Kazza A wonderful blog, Devon. I lived pre HIV/AIDS, then through the darkest time and came out the other side. I lost a friend in the beginning who was not a promiscuous man (not laying judgement one way or the other there) but his new partner had it and they had unprotected sex - this was all new then. The infection rate for men between 18 and 25 now is steadily increasing but it doesn't have to if people get tested and are careful.

Your story of getting tested reminds me of my own. I WAS promiscuous and I had to go and have several tests over a year because it was more complex then. I'll tell you it wasn't nice in the 80's to say you were there to have an HIV test. But I can't stress the importance of knowing your status and being proactive no matter the results. Thanks for the article and making people think. And, people, be kind and supportive to others.


message 2: by Devon (new)

═══

▶ REQUIRED WORK
Answer these questions about the comment:
1. Which age range of men does the comment say has a steadily increasing infection rate?
2. Over what period did the writer have several tests?
3. In which decade does the comment say it was not nice to say you were there for an HIV test?

Stored data:

═══

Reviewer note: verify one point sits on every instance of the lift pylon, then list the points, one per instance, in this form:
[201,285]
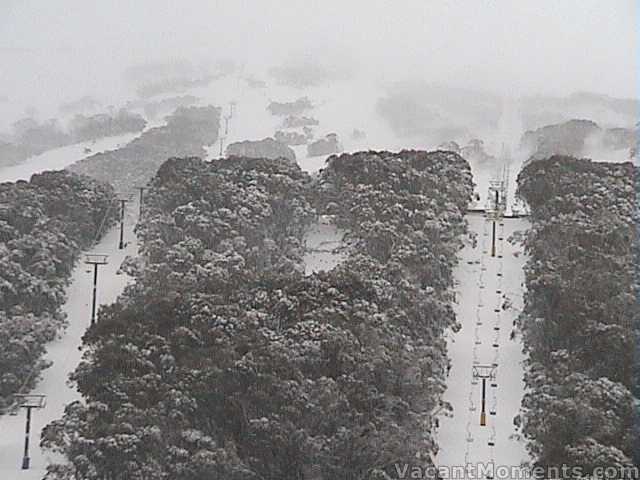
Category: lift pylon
[484,372]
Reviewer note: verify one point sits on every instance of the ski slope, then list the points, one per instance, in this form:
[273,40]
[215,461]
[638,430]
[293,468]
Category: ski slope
[323,246]
[489,294]
[62,157]
[65,355]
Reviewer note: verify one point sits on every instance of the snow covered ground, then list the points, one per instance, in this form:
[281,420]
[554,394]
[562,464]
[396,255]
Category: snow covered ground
[60,158]
[323,246]
[65,355]
[489,297]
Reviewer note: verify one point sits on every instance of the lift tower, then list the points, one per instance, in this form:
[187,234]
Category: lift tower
[28,402]
[484,372]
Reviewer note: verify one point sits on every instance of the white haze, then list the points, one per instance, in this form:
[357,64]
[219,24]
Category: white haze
[57,51]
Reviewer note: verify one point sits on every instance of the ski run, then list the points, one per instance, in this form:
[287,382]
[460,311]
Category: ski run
[489,291]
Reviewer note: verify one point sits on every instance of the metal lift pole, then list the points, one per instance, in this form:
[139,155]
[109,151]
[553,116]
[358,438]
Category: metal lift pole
[95,260]
[121,244]
[484,372]
[28,402]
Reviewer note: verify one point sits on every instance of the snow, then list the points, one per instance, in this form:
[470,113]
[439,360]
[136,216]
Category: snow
[461,438]
[65,354]
[323,246]
[60,158]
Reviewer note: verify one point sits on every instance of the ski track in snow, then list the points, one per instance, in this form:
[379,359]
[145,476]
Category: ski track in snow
[62,157]
[64,352]
[483,285]
[477,285]
[323,242]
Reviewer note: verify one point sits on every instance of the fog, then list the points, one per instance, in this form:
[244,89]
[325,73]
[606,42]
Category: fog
[55,53]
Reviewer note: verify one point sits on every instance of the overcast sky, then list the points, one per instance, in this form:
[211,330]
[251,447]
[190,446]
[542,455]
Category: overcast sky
[56,50]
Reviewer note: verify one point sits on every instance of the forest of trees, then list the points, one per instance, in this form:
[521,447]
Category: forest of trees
[580,322]
[224,360]
[44,225]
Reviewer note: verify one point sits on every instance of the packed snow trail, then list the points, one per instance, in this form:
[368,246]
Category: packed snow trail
[62,157]
[323,246]
[65,354]
[489,298]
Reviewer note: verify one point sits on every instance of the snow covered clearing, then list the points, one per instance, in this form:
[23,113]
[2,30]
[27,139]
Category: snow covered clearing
[489,298]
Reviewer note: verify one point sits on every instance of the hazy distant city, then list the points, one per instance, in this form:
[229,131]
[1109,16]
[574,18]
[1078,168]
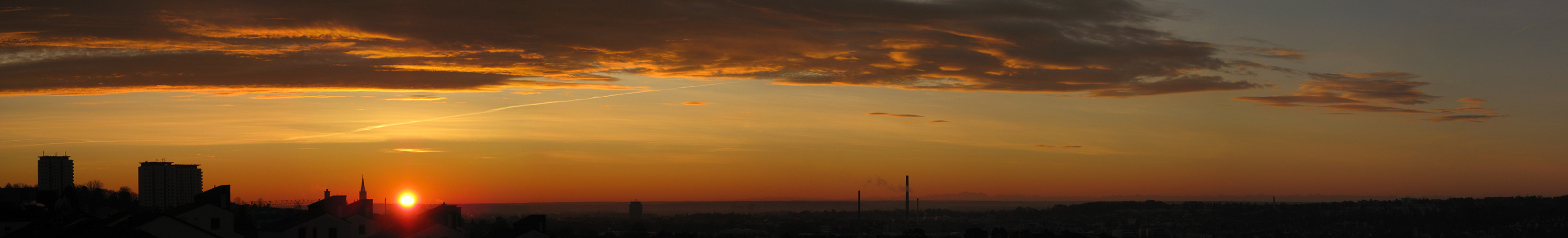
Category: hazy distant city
[783,119]
[170,202]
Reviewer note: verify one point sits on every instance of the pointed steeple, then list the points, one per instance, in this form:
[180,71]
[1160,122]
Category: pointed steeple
[361,187]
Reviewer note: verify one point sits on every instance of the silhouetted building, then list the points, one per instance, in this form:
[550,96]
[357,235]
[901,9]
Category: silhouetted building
[637,210]
[212,212]
[531,226]
[167,185]
[55,173]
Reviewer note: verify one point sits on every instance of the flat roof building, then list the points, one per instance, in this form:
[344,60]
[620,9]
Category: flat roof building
[55,173]
[168,185]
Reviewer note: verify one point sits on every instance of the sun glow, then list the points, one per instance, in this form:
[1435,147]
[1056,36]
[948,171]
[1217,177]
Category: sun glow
[407,199]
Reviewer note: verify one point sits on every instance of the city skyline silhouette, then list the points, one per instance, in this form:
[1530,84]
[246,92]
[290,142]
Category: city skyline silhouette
[777,118]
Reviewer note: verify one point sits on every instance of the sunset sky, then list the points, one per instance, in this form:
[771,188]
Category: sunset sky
[471,103]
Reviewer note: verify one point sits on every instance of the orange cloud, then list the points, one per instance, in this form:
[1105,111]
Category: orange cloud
[896,115]
[695,104]
[294,96]
[1471,109]
[1271,52]
[411,151]
[418,98]
[451,48]
[98,103]
[1057,146]
[1371,109]
[1465,118]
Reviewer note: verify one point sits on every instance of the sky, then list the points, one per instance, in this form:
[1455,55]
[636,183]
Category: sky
[476,103]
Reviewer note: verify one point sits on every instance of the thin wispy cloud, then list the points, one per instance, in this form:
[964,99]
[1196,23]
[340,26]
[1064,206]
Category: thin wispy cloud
[894,115]
[295,96]
[411,151]
[695,104]
[99,103]
[374,127]
[416,98]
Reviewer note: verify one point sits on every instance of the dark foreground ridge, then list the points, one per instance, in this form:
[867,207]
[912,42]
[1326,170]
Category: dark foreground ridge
[1401,218]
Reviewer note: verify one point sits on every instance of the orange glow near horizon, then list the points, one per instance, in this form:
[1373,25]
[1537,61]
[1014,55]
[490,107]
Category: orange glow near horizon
[407,199]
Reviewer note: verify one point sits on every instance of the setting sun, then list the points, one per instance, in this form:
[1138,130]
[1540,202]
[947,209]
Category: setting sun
[407,199]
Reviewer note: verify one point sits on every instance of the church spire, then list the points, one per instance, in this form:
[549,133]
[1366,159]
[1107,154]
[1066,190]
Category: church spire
[361,187]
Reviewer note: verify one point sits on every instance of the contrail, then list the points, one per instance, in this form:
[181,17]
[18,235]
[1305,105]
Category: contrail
[374,127]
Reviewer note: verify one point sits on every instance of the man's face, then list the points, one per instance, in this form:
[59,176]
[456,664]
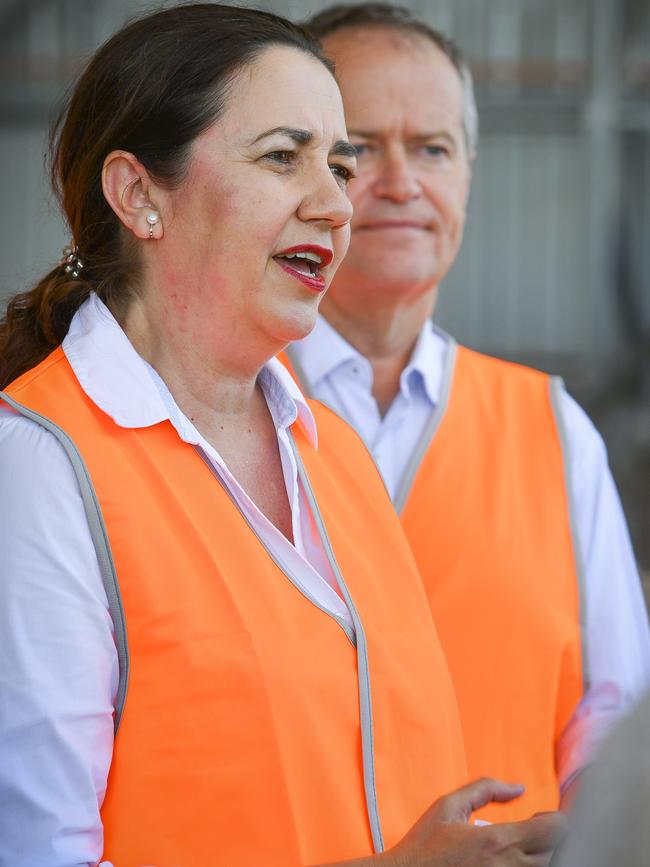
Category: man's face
[403,107]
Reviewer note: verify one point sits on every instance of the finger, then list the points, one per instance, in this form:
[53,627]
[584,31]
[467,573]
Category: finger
[542,833]
[461,803]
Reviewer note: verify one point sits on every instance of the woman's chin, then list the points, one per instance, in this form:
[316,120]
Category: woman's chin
[296,326]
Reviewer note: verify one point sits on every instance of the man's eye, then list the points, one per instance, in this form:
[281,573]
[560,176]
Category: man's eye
[436,150]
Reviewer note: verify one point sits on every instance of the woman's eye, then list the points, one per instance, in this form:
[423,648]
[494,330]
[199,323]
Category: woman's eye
[342,173]
[283,157]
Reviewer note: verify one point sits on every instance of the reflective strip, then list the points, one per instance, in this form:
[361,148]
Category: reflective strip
[281,566]
[100,541]
[432,425]
[363,672]
[556,387]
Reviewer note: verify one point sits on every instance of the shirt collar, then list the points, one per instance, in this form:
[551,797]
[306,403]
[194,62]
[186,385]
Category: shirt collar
[428,360]
[323,351]
[121,384]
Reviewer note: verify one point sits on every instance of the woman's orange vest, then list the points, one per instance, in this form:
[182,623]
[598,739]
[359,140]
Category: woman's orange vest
[485,510]
[241,737]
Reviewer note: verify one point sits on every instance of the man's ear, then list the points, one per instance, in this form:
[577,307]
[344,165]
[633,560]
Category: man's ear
[129,191]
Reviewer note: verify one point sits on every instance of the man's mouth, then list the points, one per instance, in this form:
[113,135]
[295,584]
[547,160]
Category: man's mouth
[305,262]
[379,225]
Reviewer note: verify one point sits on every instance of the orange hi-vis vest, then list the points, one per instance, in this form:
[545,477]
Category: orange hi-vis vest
[256,729]
[485,507]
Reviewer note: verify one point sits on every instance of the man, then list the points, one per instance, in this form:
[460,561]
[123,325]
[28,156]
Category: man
[609,819]
[500,479]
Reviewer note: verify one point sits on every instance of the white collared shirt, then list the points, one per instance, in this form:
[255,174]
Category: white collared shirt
[618,638]
[58,665]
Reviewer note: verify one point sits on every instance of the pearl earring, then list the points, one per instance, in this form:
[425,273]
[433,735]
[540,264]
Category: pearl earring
[152,219]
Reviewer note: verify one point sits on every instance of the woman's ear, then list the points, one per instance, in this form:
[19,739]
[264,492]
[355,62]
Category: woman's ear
[130,192]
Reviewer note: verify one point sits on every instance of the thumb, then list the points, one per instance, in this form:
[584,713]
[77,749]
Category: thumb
[459,805]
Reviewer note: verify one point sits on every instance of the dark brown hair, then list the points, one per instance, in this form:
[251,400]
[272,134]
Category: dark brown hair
[151,89]
[348,16]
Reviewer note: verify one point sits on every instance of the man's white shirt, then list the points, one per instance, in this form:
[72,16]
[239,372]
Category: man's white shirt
[618,638]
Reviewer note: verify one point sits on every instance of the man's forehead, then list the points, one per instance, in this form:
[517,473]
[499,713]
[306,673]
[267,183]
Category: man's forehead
[392,79]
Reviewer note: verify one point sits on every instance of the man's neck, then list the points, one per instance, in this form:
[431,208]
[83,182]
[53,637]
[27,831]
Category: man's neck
[385,336]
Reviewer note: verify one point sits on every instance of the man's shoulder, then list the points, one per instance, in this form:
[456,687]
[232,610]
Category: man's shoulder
[501,370]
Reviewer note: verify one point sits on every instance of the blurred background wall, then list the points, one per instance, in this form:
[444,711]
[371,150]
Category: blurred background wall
[555,267]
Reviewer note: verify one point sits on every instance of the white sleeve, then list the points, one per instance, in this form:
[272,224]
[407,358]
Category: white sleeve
[58,665]
[617,634]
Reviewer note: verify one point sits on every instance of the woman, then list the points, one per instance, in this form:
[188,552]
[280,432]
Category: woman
[216,648]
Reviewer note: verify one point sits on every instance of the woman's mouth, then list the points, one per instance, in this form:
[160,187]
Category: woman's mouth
[304,262]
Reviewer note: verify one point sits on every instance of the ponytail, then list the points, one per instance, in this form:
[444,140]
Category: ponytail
[151,89]
[36,322]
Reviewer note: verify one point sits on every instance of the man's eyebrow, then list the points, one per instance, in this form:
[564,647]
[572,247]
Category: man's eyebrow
[420,137]
[344,149]
[300,136]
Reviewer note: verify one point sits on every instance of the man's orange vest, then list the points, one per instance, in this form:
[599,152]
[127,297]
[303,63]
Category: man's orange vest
[255,731]
[486,511]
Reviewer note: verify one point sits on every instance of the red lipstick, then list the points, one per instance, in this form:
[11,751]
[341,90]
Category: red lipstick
[304,262]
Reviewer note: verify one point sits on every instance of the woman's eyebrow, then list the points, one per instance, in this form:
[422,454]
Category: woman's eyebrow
[300,136]
[344,149]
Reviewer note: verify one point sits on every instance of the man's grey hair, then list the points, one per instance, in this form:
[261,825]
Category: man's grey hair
[346,16]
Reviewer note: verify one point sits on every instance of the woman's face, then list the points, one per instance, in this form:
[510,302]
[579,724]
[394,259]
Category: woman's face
[258,226]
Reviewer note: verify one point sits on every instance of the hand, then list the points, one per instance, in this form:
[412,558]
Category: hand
[442,837]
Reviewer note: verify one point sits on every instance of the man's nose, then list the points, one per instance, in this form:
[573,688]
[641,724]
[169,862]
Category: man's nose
[397,179]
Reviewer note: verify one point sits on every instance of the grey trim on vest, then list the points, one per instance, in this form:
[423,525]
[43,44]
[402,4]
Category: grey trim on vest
[424,442]
[99,537]
[363,669]
[556,386]
[281,566]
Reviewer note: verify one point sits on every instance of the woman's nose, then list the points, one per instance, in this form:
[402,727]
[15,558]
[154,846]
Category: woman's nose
[327,200]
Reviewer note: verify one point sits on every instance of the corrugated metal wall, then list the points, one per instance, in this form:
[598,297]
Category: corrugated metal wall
[555,267]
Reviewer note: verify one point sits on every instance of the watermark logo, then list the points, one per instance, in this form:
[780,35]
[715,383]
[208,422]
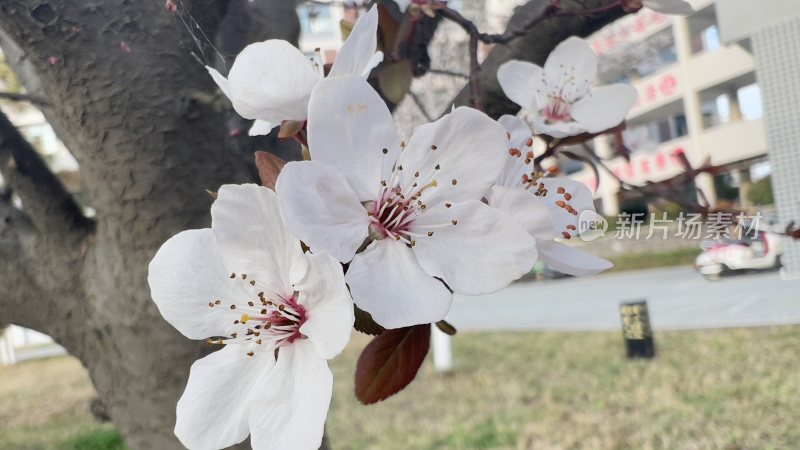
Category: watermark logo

═══

▶ FINISHED EXERCISE
1. Men between 18 and 25.
2. Over a year.
3. The 80's.